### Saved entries
^^^^^^^^^^^^^^^^
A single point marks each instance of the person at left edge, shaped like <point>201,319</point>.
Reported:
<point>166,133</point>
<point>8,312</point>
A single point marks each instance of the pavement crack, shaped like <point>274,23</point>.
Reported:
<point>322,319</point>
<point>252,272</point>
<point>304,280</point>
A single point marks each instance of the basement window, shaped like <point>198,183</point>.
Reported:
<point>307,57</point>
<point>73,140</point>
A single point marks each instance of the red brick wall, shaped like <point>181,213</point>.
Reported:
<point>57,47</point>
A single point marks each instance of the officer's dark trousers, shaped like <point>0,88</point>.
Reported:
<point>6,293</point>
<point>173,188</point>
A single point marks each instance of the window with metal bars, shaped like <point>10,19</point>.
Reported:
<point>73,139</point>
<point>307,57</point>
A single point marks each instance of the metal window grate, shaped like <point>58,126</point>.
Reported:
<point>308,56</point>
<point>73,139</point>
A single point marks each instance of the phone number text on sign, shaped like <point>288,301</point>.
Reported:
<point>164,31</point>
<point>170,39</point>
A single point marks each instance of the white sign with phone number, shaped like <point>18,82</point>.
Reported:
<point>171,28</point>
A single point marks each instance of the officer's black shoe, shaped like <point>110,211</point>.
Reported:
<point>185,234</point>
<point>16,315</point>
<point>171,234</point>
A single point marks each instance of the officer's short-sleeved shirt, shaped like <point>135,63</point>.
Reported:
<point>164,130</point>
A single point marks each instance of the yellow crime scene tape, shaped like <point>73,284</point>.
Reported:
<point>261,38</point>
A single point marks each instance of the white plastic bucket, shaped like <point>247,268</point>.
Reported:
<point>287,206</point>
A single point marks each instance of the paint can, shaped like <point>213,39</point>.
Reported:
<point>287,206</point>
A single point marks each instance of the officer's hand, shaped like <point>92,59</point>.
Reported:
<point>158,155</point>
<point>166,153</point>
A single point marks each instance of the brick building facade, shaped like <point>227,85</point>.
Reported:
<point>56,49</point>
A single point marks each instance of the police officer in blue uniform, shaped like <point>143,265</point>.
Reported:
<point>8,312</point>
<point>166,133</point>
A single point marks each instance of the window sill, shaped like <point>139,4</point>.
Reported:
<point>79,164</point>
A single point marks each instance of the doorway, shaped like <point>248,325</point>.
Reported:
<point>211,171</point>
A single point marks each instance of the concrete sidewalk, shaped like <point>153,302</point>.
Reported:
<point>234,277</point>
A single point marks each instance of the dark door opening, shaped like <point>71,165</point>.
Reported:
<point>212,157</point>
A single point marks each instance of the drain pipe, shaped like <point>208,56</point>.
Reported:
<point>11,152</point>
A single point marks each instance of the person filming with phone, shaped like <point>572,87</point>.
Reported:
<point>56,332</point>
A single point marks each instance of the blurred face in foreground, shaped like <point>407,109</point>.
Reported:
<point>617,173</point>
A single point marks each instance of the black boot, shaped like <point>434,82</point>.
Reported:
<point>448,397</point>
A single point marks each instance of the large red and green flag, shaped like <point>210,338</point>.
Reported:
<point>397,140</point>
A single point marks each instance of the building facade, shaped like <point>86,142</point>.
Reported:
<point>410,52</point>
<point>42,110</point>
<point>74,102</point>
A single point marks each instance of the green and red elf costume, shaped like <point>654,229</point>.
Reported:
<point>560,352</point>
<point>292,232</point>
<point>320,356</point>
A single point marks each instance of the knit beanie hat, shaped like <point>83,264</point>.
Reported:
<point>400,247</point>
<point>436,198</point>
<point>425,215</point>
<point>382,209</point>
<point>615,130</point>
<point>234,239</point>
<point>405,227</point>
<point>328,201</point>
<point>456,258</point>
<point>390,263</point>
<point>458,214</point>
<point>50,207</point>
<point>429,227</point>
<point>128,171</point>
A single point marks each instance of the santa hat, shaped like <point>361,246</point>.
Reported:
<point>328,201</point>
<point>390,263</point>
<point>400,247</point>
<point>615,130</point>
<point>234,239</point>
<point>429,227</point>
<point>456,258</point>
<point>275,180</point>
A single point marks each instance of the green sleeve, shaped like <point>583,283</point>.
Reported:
^^^^^^^^^^^^^^^^
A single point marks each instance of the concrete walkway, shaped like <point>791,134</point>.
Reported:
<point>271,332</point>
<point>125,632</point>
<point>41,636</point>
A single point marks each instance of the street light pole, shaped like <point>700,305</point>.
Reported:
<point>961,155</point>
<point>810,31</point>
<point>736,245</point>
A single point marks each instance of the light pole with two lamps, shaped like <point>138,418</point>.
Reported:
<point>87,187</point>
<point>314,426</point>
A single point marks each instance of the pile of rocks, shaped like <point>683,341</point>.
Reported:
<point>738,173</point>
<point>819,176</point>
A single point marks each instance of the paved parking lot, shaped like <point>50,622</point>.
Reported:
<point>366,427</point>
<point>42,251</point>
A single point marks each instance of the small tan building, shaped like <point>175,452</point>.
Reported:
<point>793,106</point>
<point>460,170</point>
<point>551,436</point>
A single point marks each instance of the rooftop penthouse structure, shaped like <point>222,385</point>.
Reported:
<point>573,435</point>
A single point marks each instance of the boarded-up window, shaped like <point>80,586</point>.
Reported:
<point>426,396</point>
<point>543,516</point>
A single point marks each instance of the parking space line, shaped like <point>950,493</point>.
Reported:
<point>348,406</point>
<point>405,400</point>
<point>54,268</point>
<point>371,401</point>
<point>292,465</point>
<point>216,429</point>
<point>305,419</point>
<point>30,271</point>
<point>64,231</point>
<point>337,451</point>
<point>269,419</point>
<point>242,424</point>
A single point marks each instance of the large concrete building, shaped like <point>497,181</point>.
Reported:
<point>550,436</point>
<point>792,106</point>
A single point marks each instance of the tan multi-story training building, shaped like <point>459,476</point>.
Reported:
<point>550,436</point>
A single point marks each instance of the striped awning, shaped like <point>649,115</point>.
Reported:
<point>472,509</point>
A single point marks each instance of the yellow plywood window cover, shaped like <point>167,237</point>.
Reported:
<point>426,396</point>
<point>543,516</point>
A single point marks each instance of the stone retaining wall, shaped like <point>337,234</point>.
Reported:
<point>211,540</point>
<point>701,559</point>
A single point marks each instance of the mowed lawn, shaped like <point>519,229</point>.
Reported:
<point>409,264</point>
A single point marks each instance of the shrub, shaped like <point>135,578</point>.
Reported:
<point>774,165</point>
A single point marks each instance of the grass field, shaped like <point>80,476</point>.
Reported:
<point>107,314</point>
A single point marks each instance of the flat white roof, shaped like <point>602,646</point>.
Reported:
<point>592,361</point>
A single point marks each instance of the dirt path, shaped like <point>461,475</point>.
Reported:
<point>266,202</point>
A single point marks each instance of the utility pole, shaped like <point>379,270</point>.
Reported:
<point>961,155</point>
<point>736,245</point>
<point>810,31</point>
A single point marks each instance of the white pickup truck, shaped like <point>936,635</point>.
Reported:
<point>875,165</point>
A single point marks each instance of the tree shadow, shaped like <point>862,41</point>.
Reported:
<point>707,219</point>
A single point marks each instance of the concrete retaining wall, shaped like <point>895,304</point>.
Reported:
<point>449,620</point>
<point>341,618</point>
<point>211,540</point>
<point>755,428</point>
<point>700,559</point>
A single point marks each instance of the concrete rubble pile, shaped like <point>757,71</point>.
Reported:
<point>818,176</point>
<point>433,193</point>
^^^^^^^^^^^^^^^^
### DIRECTIONS FOR THIS TASK
What are the lines above that hold the string "wall"? Copy them.

### EXERCISE OUTPUT
A single point marks each instance of the red brick wall, shaped like <point>181,213</point>.
A single point marks each instance of the stone retaining wall, shaped like <point>337,234</point>.
A single point marks each instance of the concrete retaining wall, shaped like <point>895,304</point>.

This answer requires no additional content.